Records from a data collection
▬▬▬▬▬▬
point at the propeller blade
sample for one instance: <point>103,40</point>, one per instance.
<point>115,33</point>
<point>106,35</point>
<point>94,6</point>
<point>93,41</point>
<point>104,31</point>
▬▬▬▬▬▬
Type out the records again exactly, line for line.

point at the propeller blade
sample for one instance: <point>103,40</point>, one per instance.
<point>115,33</point>
<point>106,35</point>
<point>94,6</point>
<point>93,41</point>
<point>104,31</point>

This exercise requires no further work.